[Items from a data source]
|---|

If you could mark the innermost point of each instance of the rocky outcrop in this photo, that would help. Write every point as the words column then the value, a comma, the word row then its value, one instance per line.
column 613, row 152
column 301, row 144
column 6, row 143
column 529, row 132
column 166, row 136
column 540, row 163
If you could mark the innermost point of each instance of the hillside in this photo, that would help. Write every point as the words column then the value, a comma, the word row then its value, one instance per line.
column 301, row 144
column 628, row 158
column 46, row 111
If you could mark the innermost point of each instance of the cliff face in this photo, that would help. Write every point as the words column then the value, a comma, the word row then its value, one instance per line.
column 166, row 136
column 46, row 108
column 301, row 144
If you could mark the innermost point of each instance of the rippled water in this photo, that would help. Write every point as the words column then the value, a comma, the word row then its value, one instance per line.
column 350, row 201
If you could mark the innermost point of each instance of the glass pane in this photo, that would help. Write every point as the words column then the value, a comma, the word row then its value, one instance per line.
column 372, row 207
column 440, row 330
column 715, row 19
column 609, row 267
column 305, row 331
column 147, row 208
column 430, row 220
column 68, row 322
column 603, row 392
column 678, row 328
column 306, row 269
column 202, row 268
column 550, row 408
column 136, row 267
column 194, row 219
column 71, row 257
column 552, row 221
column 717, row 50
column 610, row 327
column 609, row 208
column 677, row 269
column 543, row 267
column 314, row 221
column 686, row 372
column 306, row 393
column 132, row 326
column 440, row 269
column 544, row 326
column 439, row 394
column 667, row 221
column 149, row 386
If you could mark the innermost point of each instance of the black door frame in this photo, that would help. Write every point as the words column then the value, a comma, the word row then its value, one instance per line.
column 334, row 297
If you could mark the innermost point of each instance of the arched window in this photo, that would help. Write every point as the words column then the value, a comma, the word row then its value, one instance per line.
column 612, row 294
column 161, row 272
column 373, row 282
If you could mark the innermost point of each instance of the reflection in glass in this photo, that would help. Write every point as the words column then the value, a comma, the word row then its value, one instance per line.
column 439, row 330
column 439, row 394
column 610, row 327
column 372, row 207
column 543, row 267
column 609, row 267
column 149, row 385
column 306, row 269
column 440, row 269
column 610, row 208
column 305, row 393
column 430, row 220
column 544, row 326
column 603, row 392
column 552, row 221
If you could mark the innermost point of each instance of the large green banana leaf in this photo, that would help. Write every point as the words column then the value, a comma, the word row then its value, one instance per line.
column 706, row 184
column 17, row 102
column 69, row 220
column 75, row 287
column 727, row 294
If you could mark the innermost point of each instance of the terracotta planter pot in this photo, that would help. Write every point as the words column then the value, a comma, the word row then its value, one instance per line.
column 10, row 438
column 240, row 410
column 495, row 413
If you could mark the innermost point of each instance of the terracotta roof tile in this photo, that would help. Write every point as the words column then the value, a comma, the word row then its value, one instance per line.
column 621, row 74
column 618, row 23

|---|

--- Assigned task ---
The answer is every entry, copied word for word.

--- Expected answer ---
If you could mark the innermost point of each instance of the rocky outcrop in this photo, that would help. Write every point as the words column then the value, a comma, the word row then its value, one instance per line.
column 613, row 152
column 301, row 144
column 6, row 143
column 529, row 132
column 166, row 136
column 540, row 163
If you could mark the innermost point of each instance of the hillside in this photo, that would help. Write every point as the words column then the value, a comma, the word row then its value, one instance per line.
column 301, row 144
column 628, row 158
column 46, row 111
If you could mark the innermost point of each instance of the cliff face in this photo, that would help. Write every point as the words column then the value, a comma, the word row then its value, one instance per line.
column 166, row 136
column 46, row 108
column 301, row 144
If you could mark the innermost point of each instance of the rippled water in this photo, that would help. Write every point as the words column then the value, a comma, the word row then its value, one instance per line.
column 350, row 201
If you could mark the innermost point of each instance of the glass pane in this photo, that would help. Write every point as the words column then the value, a comma, the word row then its value, one instance per line.
column 372, row 207
column 440, row 330
column 715, row 19
column 609, row 267
column 305, row 331
column 147, row 208
column 430, row 220
column 68, row 322
column 603, row 392
column 678, row 328
column 306, row 269
column 202, row 268
column 550, row 408
column 136, row 267
column 194, row 219
column 71, row 257
column 552, row 221
column 717, row 50
column 610, row 327
column 609, row 208
column 677, row 269
column 543, row 267
column 314, row 221
column 686, row 372
column 306, row 393
column 132, row 326
column 440, row 269
column 544, row 326
column 439, row 394
column 667, row 221
column 149, row 386
If you could mark the innermost point of each instance of the black door frame in this photo, that would help. Write every point as the words column then the value, a comma, the word row then its value, one instance per line.
column 334, row 297
If you could mark the innermost point of each instance of the arched window in this photo, that would help. Write every point as the words column then the value, a comma, the word row then its value, one instance per line.
column 612, row 294
column 161, row 272
column 373, row 282
If you could mark the innermost point of each instance of the reflection in glass in this photo, that would help. Write every point as the words column then the value, a comma, the word row then its value, one instance per line.
column 439, row 330
column 439, row 394
column 610, row 327
column 372, row 207
column 543, row 267
column 609, row 267
column 149, row 385
column 306, row 269
column 440, row 269
column 610, row 208
column 305, row 393
column 430, row 220
column 544, row 326
column 603, row 392
column 552, row 221
If you could mark the innermost point of each instance of the large green banana leaf in this photo, that would help. Write every point as the words column then the value, a comma, the word row then its value, one instance per line.
column 706, row 184
column 17, row 102
column 69, row 220
column 75, row 287
column 727, row 294
If you could mark the innermost point of each instance of the terracotta planter pot in this photo, that would help. Write every point as the words column then the value, a comma, the word row then its value, one instance per line.
column 10, row 438
column 240, row 410
column 495, row 413
If you could mark the innermost point of each instance of the terracotta roof tile in this photo, that would help. Write every point as the words column then the value, a comma, the word row then its value, one instance per line.
column 621, row 74
column 618, row 23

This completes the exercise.